▶ _WORK TO BE COMPLETED_
In the listing, from the line containing "Where in the photo above can the forest" through the end of the listing, replace "instance" with "occurrence" and change nothing else. Give only those lines.

# Start of DATASET EXTRACT

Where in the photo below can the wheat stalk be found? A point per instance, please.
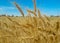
(19, 9)
(32, 12)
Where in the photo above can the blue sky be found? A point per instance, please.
(48, 7)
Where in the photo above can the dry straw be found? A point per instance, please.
(19, 9)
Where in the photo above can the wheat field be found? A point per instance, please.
(29, 29)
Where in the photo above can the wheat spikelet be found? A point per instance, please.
(57, 25)
(19, 9)
(39, 15)
(46, 17)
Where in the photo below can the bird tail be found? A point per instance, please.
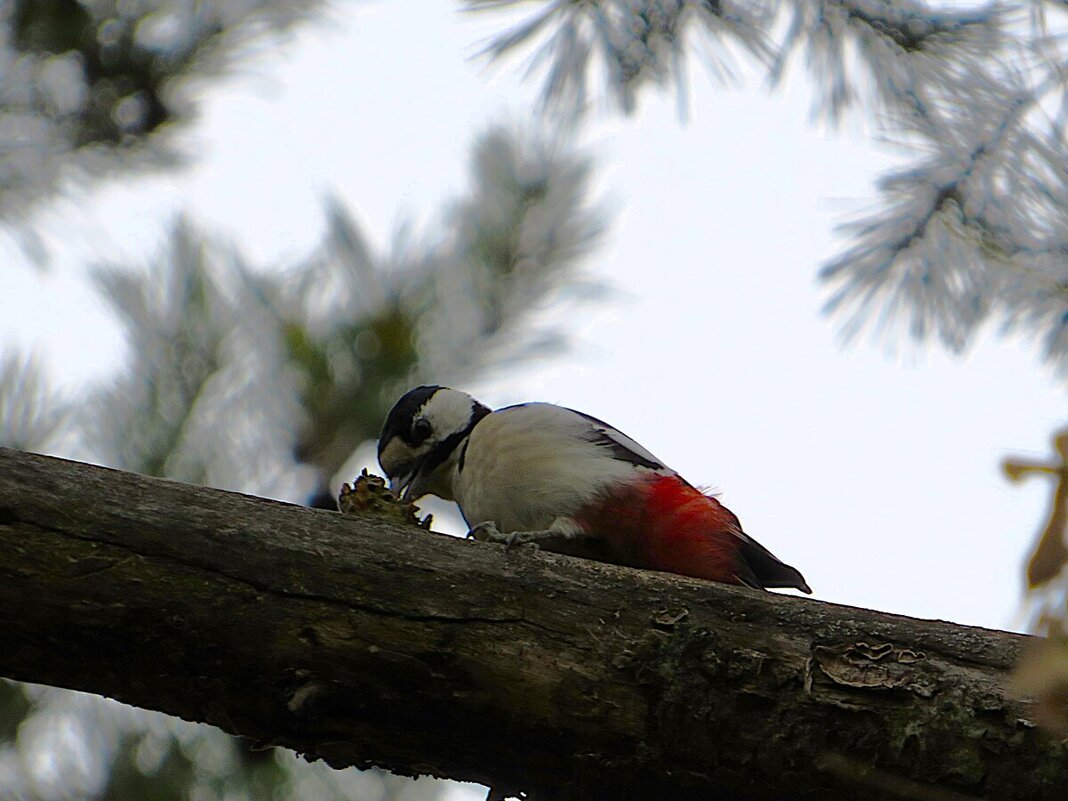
(671, 525)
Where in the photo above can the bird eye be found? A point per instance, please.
(420, 430)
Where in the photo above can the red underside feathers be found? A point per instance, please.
(663, 523)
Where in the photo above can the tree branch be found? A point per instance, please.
(368, 644)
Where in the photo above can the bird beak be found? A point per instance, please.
(401, 485)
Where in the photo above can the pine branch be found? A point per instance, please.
(366, 644)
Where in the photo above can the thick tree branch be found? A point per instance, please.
(368, 644)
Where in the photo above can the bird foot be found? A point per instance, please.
(487, 532)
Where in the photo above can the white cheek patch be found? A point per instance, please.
(449, 411)
(396, 452)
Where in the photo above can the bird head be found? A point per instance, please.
(422, 433)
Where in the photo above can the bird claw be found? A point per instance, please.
(487, 532)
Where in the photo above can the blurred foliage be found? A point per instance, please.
(89, 87)
(31, 413)
(268, 382)
(973, 228)
(366, 328)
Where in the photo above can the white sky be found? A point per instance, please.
(877, 476)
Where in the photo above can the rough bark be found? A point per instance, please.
(370, 644)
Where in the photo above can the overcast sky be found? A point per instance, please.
(876, 474)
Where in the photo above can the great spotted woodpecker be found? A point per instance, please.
(543, 473)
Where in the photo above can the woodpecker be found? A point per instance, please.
(544, 473)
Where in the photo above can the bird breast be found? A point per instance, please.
(527, 466)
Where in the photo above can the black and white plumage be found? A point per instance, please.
(546, 471)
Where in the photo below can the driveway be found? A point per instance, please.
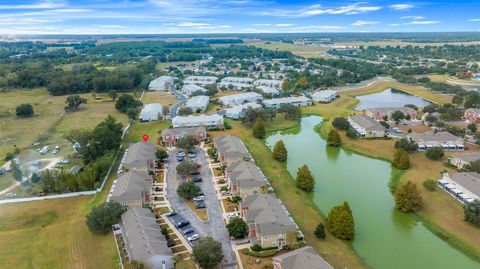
(215, 225)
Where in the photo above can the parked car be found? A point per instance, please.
(187, 231)
(199, 198)
(182, 223)
(232, 215)
(193, 237)
(199, 204)
(171, 214)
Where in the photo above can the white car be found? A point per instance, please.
(192, 238)
(199, 198)
(232, 215)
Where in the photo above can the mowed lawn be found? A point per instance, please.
(441, 211)
(53, 234)
(50, 121)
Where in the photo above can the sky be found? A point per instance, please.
(234, 16)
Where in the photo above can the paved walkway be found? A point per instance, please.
(215, 225)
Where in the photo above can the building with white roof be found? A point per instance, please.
(162, 83)
(198, 103)
(295, 101)
(271, 83)
(325, 96)
(200, 80)
(151, 112)
(239, 99)
(464, 186)
(236, 83)
(269, 90)
(207, 121)
(238, 112)
(189, 89)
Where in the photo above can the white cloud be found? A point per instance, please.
(274, 24)
(192, 24)
(317, 9)
(413, 17)
(401, 6)
(363, 23)
(40, 5)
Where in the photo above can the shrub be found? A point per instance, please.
(435, 153)
(430, 184)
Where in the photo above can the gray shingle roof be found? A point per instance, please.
(468, 180)
(267, 214)
(246, 175)
(144, 238)
(305, 257)
(132, 186)
(367, 123)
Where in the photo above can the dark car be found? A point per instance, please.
(199, 204)
(171, 214)
(182, 223)
(187, 231)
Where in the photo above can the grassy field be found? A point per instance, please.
(53, 234)
(442, 212)
(50, 122)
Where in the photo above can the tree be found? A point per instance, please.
(237, 228)
(341, 123)
(290, 112)
(258, 129)
(435, 153)
(305, 180)
(279, 151)
(102, 217)
(113, 94)
(207, 253)
(320, 231)
(24, 111)
(186, 167)
(397, 116)
(188, 190)
(406, 144)
(187, 142)
(472, 127)
(73, 102)
(126, 101)
(471, 212)
(185, 111)
(340, 222)
(401, 159)
(334, 139)
(408, 198)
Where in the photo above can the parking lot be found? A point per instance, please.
(215, 225)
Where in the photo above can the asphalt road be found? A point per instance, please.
(215, 226)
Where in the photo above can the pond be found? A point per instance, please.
(385, 237)
(389, 98)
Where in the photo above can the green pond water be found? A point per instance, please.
(385, 237)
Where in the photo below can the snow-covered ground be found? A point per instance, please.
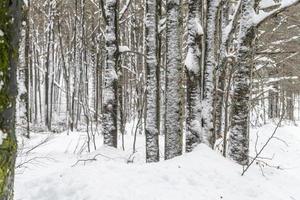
(54, 172)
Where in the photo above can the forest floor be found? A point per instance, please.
(52, 171)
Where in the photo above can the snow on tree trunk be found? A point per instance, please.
(192, 63)
(110, 103)
(209, 68)
(173, 124)
(8, 90)
(152, 124)
(238, 145)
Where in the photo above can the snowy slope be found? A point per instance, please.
(202, 174)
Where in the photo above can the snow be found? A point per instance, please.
(2, 136)
(203, 174)
(190, 61)
(123, 49)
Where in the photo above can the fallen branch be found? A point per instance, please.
(264, 146)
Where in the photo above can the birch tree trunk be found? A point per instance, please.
(173, 124)
(9, 35)
(193, 66)
(208, 78)
(238, 145)
(152, 119)
(110, 103)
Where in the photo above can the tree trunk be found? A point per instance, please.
(9, 34)
(239, 136)
(110, 103)
(152, 120)
(193, 68)
(173, 125)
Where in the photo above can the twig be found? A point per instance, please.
(264, 146)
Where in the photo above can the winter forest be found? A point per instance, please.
(149, 99)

# End of DATASET EXTRACT

▶ _SOLUTION_
Where in the photo above can the forest floor be found? A point per occurrence, please.
(52, 171)
Where in the photo above can the snow on tree trunk be found? A point per occurrence, please.
(192, 63)
(110, 103)
(209, 68)
(173, 124)
(8, 90)
(152, 124)
(238, 145)
Where in the photo above can the snowy slope be found? A point per occurrence, please.
(202, 174)
Where in the photo above can the snow be found? A point per occurrence, please.
(2, 136)
(203, 174)
(190, 61)
(123, 49)
Where in the photo above can the fallen branch be found? A point per occurrence, please.
(264, 146)
Where in the photo above can the birch tree trunk be found? A point per occurrence, please.
(173, 124)
(9, 35)
(193, 66)
(208, 78)
(238, 145)
(152, 119)
(110, 103)
Where in the photo above can the tree trunk be found? A point per occurrence, please.
(9, 34)
(239, 136)
(110, 103)
(152, 120)
(193, 68)
(173, 125)
Where in the photo above can the twig be found? A point per occurrence, please.
(264, 146)
Where in the photo above can the winter forest be found? A point per occurrence, please.
(149, 99)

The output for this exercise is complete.